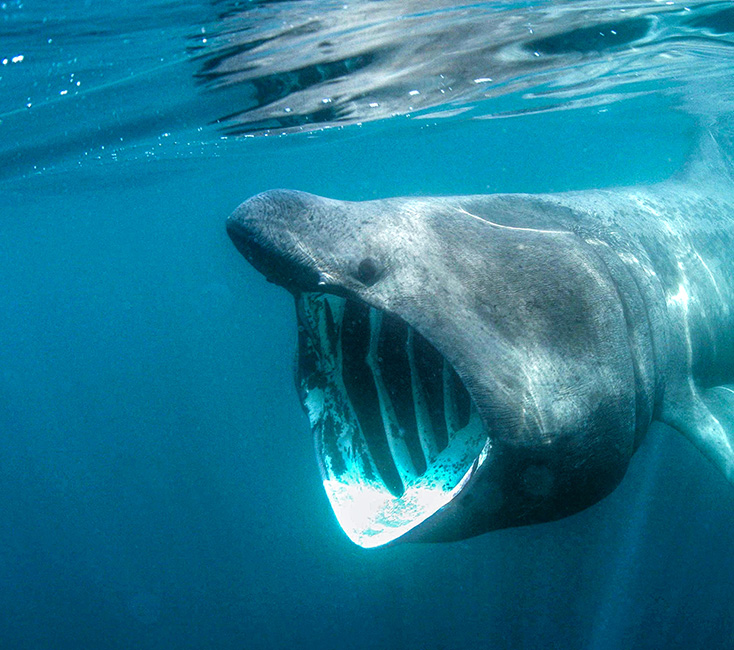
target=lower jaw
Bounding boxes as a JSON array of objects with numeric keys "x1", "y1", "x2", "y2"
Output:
[{"x1": 297, "y1": 294, "x2": 491, "y2": 548}]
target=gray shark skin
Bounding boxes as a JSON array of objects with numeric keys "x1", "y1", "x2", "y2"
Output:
[{"x1": 227, "y1": 136, "x2": 734, "y2": 547}]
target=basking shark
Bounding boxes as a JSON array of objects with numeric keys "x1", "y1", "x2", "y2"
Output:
[{"x1": 227, "y1": 135, "x2": 734, "y2": 547}]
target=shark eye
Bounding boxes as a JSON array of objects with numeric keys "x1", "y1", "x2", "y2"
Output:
[{"x1": 357, "y1": 257, "x2": 380, "y2": 287}]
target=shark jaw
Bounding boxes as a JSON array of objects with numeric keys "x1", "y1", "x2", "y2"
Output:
[{"x1": 296, "y1": 293, "x2": 491, "y2": 548}]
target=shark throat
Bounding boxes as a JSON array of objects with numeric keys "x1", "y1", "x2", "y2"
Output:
[{"x1": 296, "y1": 293, "x2": 490, "y2": 548}]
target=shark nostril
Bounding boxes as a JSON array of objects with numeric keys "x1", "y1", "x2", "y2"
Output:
[{"x1": 357, "y1": 257, "x2": 380, "y2": 287}]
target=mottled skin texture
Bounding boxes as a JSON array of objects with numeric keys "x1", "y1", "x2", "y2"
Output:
[{"x1": 228, "y1": 138, "x2": 734, "y2": 540}]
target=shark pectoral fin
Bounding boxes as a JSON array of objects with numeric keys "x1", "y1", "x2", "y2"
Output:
[{"x1": 660, "y1": 384, "x2": 734, "y2": 484}]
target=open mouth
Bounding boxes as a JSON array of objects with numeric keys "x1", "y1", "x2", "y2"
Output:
[{"x1": 296, "y1": 293, "x2": 490, "y2": 548}]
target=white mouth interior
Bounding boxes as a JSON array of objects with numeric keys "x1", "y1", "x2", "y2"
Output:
[{"x1": 296, "y1": 293, "x2": 490, "y2": 548}]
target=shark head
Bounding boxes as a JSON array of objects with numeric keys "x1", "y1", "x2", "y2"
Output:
[{"x1": 227, "y1": 190, "x2": 648, "y2": 547}]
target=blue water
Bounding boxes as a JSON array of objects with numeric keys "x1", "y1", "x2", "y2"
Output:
[{"x1": 0, "y1": 2, "x2": 734, "y2": 650}]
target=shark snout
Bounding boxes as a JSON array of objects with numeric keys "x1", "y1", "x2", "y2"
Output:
[{"x1": 227, "y1": 190, "x2": 319, "y2": 292}]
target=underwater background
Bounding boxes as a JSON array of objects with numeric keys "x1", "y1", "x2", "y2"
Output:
[{"x1": 0, "y1": 0, "x2": 734, "y2": 650}]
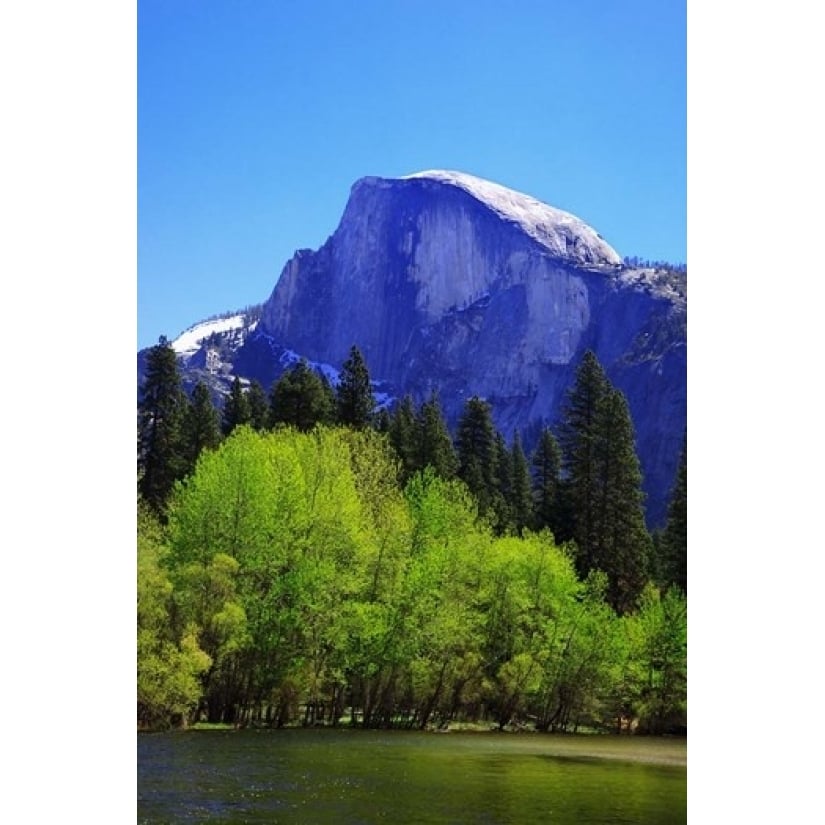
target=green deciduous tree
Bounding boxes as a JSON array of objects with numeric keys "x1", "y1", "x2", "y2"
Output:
[{"x1": 137, "y1": 508, "x2": 211, "y2": 728}]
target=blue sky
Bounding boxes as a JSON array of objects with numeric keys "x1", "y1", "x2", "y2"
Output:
[{"x1": 137, "y1": 0, "x2": 687, "y2": 347}]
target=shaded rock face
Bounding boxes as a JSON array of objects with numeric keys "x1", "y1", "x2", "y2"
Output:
[{"x1": 253, "y1": 172, "x2": 686, "y2": 525}]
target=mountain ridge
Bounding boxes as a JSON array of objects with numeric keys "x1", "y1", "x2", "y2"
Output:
[{"x1": 138, "y1": 170, "x2": 687, "y2": 523}]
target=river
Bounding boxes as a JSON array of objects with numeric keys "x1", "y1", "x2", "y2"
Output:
[{"x1": 137, "y1": 729, "x2": 687, "y2": 825}]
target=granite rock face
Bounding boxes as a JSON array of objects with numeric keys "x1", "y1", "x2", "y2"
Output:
[
  {"x1": 145, "y1": 171, "x2": 687, "y2": 526},
  {"x1": 251, "y1": 171, "x2": 687, "y2": 524}
]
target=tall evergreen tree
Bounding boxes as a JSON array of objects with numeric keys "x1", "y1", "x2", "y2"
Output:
[
  {"x1": 561, "y1": 351, "x2": 652, "y2": 612},
  {"x1": 246, "y1": 380, "x2": 269, "y2": 431},
  {"x1": 594, "y1": 389, "x2": 653, "y2": 613},
  {"x1": 662, "y1": 436, "x2": 687, "y2": 595},
  {"x1": 559, "y1": 350, "x2": 610, "y2": 576},
  {"x1": 183, "y1": 381, "x2": 221, "y2": 474},
  {"x1": 531, "y1": 427, "x2": 561, "y2": 540},
  {"x1": 510, "y1": 432, "x2": 534, "y2": 535},
  {"x1": 336, "y1": 345, "x2": 375, "y2": 429},
  {"x1": 416, "y1": 393, "x2": 457, "y2": 480},
  {"x1": 138, "y1": 336, "x2": 187, "y2": 514},
  {"x1": 493, "y1": 430, "x2": 513, "y2": 535},
  {"x1": 221, "y1": 375, "x2": 249, "y2": 436},
  {"x1": 456, "y1": 396, "x2": 498, "y2": 516},
  {"x1": 388, "y1": 395, "x2": 421, "y2": 485},
  {"x1": 269, "y1": 358, "x2": 335, "y2": 432}
]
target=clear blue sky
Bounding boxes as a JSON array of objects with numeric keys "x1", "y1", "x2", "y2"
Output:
[{"x1": 137, "y1": 0, "x2": 687, "y2": 347}]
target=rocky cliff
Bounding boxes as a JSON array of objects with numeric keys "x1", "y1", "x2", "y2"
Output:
[{"x1": 145, "y1": 171, "x2": 687, "y2": 525}]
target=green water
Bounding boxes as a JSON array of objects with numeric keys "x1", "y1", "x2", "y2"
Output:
[{"x1": 137, "y1": 730, "x2": 687, "y2": 825}]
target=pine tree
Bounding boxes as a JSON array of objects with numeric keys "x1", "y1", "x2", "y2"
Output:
[
  {"x1": 336, "y1": 345, "x2": 375, "y2": 429},
  {"x1": 662, "y1": 436, "x2": 687, "y2": 595},
  {"x1": 531, "y1": 427, "x2": 561, "y2": 539},
  {"x1": 246, "y1": 380, "x2": 269, "y2": 431},
  {"x1": 561, "y1": 351, "x2": 652, "y2": 613},
  {"x1": 416, "y1": 393, "x2": 457, "y2": 480},
  {"x1": 493, "y1": 431, "x2": 514, "y2": 535},
  {"x1": 510, "y1": 433, "x2": 534, "y2": 535},
  {"x1": 269, "y1": 359, "x2": 335, "y2": 432},
  {"x1": 138, "y1": 336, "x2": 187, "y2": 515},
  {"x1": 388, "y1": 395, "x2": 421, "y2": 485},
  {"x1": 594, "y1": 389, "x2": 653, "y2": 613},
  {"x1": 183, "y1": 381, "x2": 221, "y2": 475},
  {"x1": 221, "y1": 375, "x2": 249, "y2": 436},
  {"x1": 456, "y1": 396, "x2": 498, "y2": 516},
  {"x1": 560, "y1": 350, "x2": 610, "y2": 576}
]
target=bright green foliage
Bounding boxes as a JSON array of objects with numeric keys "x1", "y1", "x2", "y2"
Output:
[
  {"x1": 138, "y1": 337, "x2": 187, "y2": 513},
  {"x1": 183, "y1": 381, "x2": 221, "y2": 475},
  {"x1": 531, "y1": 428, "x2": 561, "y2": 538},
  {"x1": 662, "y1": 439, "x2": 687, "y2": 594},
  {"x1": 221, "y1": 375, "x2": 250, "y2": 436},
  {"x1": 416, "y1": 393, "x2": 457, "y2": 479},
  {"x1": 456, "y1": 396, "x2": 499, "y2": 517},
  {"x1": 269, "y1": 359, "x2": 335, "y2": 432},
  {"x1": 336, "y1": 346, "x2": 375, "y2": 429},
  {"x1": 138, "y1": 418, "x2": 685, "y2": 731},
  {"x1": 613, "y1": 585, "x2": 687, "y2": 734},
  {"x1": 245, "y1": 381, "x2": 269, "y2": 430},
  {"x1": 137, "y1": 502, "x2": 211, "y2": 728}
]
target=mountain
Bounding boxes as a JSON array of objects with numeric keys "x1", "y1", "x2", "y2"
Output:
[{"x1": 138, "y1": 170, "x2": 687, "y2": 525}]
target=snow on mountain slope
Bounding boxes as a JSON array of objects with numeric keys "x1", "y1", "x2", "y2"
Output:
[
  {"x1": 401, "y1": 169, "x2": 622, "y2": 266},
  {"x1": 172, "y1": 315, "x2": 254, "y2": 355}
]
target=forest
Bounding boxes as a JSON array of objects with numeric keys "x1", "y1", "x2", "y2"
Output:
[{"x1": 137, "y1": 338, "x2": 687, "y2": 734}]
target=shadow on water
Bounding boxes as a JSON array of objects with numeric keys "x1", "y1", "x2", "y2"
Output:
[{"x1": 138, "y1": 731, "x2": 687, "y2": 825}]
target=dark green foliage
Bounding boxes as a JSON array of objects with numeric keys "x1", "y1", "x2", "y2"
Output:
[
  {"x1": 531, "y1": 428, "x2": 561, "y2": 538},
  {"x1": 269, "y1": 359, "x2": 335, "y2": 432},
  {"x1": 183, "y1": 381, "x2": 221, "y2": 475},
  {"x1": 593, "y1": 390, "x2": 652, "y2": 613},
  {"x1": 561, "y1": 351, "x2": 652, "y2": 612},
  {"x1": 493, "y1": 430, "x2": 513, "y2": 534},
  {"x1": 246, "y1": 381, "x2": 269, "y2": 431},
  {"x1": 336, "y1": 345, "x2": 375, "y2": 430},
  {"x1": 456, "y1": 396, "x2": 499, "y2": 516},
  {"x1": 221, "y1": 375, "x2": 249, "y2": 436},
  {"x1": 662, "y1": 437, "x2": 687, "y2": 594},
  {"x1": 560, "y1": 350, "x2": 609, "y2": 575},
  {"x1": 138, "y1": 336, "x2": 187, "y2": 513},
  {"x1": 510, "y1": 433, "x2": 534, "y2": 535},
  {"x1": 416, "y1": 393, "x2": 457, "y2": 479},
  {"x1": 388, "y1": 395, "x2": 421, "y2": 486}
]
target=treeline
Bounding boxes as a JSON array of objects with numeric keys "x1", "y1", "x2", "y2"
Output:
[
  {"x1": 138, "y1": 340, "x2": 686, "y2": 732},
  {"x1": 622, "y1": 255, "x2": 687, "y2": 273}
]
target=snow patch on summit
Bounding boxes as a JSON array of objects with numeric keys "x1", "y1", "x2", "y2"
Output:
[
  {"x1": 172, "y1": 315, "x2": 254, "y2": 355},
  {"x1": 401, "y1": 169, "x2": 622, "y2": 266}
]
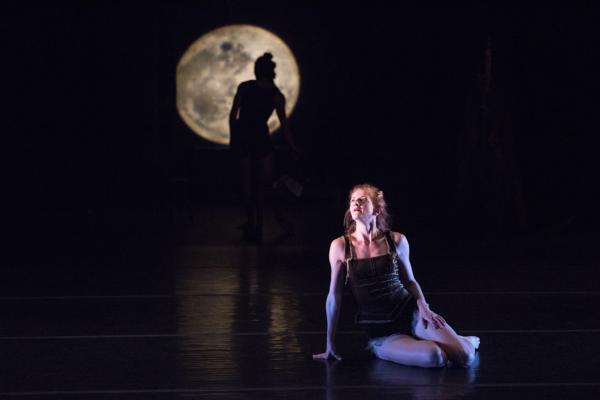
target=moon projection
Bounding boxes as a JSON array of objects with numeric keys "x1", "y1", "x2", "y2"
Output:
[{"x1": 176, "y1": 25, "x2": 300, "y2": 144}]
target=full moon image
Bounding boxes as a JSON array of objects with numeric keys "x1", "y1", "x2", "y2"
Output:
[{"x1": 176, "y1": 25, "x2": 300, "y2": 144}]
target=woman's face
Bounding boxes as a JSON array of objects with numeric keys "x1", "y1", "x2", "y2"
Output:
[{"x1": 349, "y1": 189, "x2": 376, "y2": 220}]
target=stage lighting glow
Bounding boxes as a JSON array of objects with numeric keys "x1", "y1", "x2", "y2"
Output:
[{"x1": 176, "y1": 25, "x2": 300, "y2": 144}]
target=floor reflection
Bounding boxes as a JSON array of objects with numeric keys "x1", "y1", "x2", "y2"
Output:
[{"x1": 319, "y1": 355, "x2": 479, "y2": 400}]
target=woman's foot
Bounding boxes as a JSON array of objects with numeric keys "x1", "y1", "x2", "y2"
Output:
[{"x1": 461, "y1": 336, "x2": 481, "y2": 350}]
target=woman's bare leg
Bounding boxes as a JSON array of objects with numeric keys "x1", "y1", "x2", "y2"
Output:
[
  {"x1": 415, "y1": 316, "x2": 479, "y2": 367},
  {"x1": 373, "y1": 335, "x2": 447, "y2": 368}
]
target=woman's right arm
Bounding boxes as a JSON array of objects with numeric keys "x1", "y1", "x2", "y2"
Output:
[{"x1": 313, "y1": 237, "x2": 345, "y2": 360}]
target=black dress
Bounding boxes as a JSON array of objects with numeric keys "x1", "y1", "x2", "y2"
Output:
[
  {"x1": 344, "y1": 231, "x2": 418, "y2": 338},
  {"x1": 230, "y1": 80, "x2": 281, "y2": 160}
]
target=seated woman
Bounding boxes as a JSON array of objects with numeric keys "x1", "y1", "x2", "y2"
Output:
[{"x1": 313, "y1": 184, "x2": 479, "y2": 367}]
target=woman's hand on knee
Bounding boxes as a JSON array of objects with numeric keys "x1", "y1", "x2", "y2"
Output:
[
  {"x1": 420, "y1": 308, "x2": 446, "y2": 329},
  {"x1": 313, "y1": 350, "x2": 342, "y2": 361}
]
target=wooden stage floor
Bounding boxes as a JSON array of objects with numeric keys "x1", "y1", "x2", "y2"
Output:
[{"x1": 0, "y1": 202, "x2": 600, "y2": 400}]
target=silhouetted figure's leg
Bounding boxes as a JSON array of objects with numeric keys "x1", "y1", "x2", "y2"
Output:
[{"x1": 240, "y1": 157, "x2": 256, "y2": 231}]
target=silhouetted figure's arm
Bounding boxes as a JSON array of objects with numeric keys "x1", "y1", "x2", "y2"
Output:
[
  {"x1": 275, "y1": 93, "x2": 299, "y2": 155},
  {"x1": 229, "y1": 86, "x2": 242, "y2": 135}
]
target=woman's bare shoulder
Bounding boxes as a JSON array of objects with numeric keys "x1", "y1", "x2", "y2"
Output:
[
  {"x1": 329, "y1": 236, "x2": 346, "y2": 250},
  {"x1": 392, "y1": 232, "x2": 408, "y2": 246}
]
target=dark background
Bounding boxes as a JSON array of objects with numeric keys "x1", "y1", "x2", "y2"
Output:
[{"x1": 0, "y1": 1, "x2": 599, "y2": 266}]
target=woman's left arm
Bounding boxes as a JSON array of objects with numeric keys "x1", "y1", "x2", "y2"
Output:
[{"x1": 393, "y1": 232, "x2": 446, "y2": 329}]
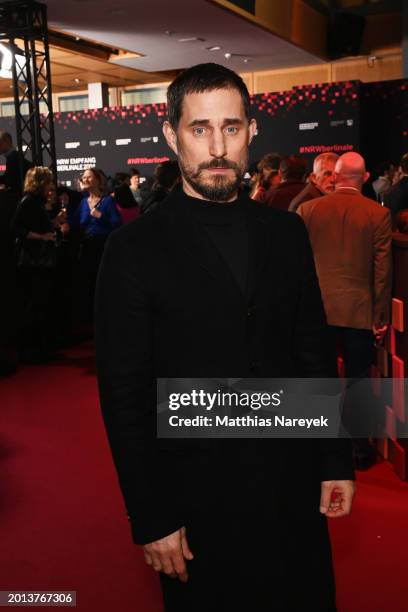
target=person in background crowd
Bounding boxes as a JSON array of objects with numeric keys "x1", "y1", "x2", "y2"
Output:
[
  {"x1": 130, "y1": 168, "x2": 147, "y2": 206},
  {"x1": 251, "y1": 153, "x2": 281, "y2": 202},
  {"x1": 396, "y1": 208, "x2": 408, "y2": 234},
  {"x1": 142, "y1": 160, "x2": 181, "y2": 214},
  {"x1": 241, "y1": 161, "x2": 259, "y2": 197},
  {"x1": 384, "y1": 153, "x2": 408, "y2": 217},
  {"x1": 68, "y1": 168, "x2": 120, "y2": 327},
  {"x1": 262, "y1": 155, "x2": 306, "y2": 210},
  {"x1": 113, "y1": 176, "x2": 140, "y2": 224},
  {"x1": 289, "y1": 153, "x2": 339, "y2": 212},
  {"x1": 12, "y1": 167, "x2": 61, "y2": 363},
  {"x1": 297, "y1": 153, "x2": 392, "y2": 469},
  {"x1": 0, "y1": 131, "x2": 33, "y2": 197},
  {"x1": 0, "y1": 189, "x2": 18, "y2": 376},
  {"x1": 372, "y1": 161, "x2": 396, "y2": 204}
]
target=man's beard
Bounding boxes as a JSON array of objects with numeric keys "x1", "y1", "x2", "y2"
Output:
[{"x1": 178, "y1": 155, "x2": 247, "y2": 202}]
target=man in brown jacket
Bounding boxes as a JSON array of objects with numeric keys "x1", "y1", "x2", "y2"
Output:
[
  {"x1": 288, "y1": 151, "x2": 339, "y2": 212},
  {"x1": 297, "y1": 153, "x2": 391, "y2": 469}
]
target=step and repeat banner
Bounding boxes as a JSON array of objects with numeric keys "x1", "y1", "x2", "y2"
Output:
[{"x1": 0, "y1": 81, "x2": 408, "y2": 186}]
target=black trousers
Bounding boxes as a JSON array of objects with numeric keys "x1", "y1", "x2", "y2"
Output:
[
  {"x1": 160, "y1": 508, "x2": 336, "y2": 612},
  {"x1": 73, "y1": 235, "x2": 107, "y2": 327},
  {"x1": 332, "y1": 327, "x2": 378, "y2": 448},
  {"x1": 18, "y1": 267, "x2": 58, "y2": 357}
]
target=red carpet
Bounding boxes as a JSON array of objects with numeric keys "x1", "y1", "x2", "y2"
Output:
[{"x1": 0, "y1": 346, "x2": 408, "y2": 612}]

------------------------

§ Requirement
State the number of lines in the listing that contain the string "bare", and give only that number.

§ Answer in full
2